▶ _DIRECTIONS FOR THIS TASK_
From the line with "In the picture above, where can the window" through the final line, please write out the listing exactly, including both of those lines.

Named object pointing entries:
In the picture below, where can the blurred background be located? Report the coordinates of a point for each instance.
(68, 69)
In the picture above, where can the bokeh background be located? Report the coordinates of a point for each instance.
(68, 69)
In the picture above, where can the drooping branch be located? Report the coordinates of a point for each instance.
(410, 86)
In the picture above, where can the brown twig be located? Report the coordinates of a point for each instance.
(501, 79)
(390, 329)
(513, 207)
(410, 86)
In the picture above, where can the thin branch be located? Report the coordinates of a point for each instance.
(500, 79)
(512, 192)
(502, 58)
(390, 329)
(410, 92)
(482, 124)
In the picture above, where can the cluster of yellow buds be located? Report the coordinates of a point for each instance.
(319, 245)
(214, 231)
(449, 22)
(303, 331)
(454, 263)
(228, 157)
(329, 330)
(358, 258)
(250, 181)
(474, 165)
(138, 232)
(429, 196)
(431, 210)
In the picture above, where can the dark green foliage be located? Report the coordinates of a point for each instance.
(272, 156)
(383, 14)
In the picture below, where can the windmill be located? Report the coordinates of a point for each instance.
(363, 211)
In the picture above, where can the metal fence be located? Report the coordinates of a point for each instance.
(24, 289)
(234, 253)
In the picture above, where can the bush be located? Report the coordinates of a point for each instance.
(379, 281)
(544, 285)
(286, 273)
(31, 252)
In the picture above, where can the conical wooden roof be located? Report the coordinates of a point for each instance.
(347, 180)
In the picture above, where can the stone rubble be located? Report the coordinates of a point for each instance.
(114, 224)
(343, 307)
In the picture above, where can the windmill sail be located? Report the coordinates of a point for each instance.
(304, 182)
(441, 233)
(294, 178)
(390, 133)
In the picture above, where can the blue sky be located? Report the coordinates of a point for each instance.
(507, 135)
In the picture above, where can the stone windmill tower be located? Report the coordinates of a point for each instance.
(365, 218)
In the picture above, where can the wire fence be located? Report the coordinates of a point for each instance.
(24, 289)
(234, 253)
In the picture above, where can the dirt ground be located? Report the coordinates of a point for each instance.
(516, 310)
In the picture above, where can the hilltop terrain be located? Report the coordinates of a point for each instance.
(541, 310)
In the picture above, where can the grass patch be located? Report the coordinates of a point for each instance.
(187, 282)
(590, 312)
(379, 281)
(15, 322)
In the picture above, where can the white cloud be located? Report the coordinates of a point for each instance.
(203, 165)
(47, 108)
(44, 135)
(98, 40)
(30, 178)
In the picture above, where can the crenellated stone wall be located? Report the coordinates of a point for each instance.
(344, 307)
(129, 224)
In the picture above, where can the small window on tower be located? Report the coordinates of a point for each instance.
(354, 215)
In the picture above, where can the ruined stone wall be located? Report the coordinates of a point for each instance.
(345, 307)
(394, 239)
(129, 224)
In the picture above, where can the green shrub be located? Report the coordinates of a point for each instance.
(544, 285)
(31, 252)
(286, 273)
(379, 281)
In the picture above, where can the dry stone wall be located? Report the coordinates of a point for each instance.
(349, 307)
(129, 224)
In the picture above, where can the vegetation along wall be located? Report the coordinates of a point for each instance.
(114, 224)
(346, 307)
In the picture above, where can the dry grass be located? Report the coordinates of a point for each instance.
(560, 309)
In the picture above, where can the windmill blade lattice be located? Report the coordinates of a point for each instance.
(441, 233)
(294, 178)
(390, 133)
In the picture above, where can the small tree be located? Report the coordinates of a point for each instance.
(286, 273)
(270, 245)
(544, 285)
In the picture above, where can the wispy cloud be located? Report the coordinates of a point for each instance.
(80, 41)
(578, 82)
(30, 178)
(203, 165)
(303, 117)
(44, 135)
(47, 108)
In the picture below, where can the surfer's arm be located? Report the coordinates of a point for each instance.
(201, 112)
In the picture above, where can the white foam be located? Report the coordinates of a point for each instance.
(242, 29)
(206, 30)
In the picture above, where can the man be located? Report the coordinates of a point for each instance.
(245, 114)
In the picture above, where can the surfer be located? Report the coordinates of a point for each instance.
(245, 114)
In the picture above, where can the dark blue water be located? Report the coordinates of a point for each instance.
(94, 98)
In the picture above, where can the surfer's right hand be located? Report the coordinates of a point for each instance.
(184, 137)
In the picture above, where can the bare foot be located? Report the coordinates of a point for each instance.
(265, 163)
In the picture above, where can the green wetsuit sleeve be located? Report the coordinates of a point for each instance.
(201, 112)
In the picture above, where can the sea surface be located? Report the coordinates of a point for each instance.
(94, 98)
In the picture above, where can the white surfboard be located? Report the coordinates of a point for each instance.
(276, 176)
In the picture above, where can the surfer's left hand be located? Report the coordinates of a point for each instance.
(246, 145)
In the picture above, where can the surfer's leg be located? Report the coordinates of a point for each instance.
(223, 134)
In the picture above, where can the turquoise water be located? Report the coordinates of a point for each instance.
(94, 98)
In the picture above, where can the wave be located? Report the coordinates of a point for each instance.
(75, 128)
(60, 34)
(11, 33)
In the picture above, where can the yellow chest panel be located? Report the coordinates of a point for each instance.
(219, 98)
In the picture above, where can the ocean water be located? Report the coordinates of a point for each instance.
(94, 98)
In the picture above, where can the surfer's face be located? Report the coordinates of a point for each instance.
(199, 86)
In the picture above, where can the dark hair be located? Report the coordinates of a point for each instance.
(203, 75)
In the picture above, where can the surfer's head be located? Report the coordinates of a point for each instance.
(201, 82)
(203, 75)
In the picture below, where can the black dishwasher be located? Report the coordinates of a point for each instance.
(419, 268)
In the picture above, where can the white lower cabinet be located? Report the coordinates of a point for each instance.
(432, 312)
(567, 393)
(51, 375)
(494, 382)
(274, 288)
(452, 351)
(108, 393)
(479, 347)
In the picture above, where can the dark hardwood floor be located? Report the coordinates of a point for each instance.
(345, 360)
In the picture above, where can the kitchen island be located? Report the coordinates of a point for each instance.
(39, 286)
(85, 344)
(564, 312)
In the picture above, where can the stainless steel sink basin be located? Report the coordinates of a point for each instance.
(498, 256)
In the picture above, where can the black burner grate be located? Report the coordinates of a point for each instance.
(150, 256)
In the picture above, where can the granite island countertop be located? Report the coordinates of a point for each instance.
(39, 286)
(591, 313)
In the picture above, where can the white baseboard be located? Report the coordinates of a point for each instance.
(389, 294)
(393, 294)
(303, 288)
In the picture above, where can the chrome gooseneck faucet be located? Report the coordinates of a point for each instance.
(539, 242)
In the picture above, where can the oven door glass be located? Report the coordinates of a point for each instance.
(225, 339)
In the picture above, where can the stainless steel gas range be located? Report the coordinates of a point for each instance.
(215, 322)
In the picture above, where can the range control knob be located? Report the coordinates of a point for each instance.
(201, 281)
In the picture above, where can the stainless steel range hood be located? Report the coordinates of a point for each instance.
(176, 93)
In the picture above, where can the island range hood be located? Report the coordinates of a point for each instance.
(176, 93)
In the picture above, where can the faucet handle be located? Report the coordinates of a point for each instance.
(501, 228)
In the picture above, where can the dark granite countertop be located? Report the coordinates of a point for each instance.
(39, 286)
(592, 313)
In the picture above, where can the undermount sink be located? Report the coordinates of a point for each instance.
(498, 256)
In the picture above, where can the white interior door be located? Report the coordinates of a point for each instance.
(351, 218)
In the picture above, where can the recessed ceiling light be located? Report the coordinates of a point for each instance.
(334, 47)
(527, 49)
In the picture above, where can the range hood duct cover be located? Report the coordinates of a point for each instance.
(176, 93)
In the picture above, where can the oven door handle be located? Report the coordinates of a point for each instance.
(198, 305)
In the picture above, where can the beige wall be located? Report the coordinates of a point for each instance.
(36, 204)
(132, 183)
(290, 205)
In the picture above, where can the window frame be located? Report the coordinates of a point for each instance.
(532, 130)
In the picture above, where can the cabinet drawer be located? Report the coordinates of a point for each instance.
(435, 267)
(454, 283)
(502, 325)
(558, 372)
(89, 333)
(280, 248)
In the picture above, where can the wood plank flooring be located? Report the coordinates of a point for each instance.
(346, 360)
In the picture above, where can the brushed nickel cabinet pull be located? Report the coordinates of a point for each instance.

▶ _EXPECTED OUTPUT_
In the picture above, where can the window frame be located? Report the coordinates of a point for each instance.
(532, 130)
In the picture above, where can the cabinet drawer be located? Report the coordinates of a point for each instance.
(435, 267)
(454, 283)
(502, 325)
(558, 372)
(89, 333)
(280, 248)
In the picture above, where can the wood plank flooring be located? Report the coordinates of a point for each instance.
(346, 360)
In the picture above, where can the brushed nickel cabinet pull be located? Report the coordinates of a point for each instance.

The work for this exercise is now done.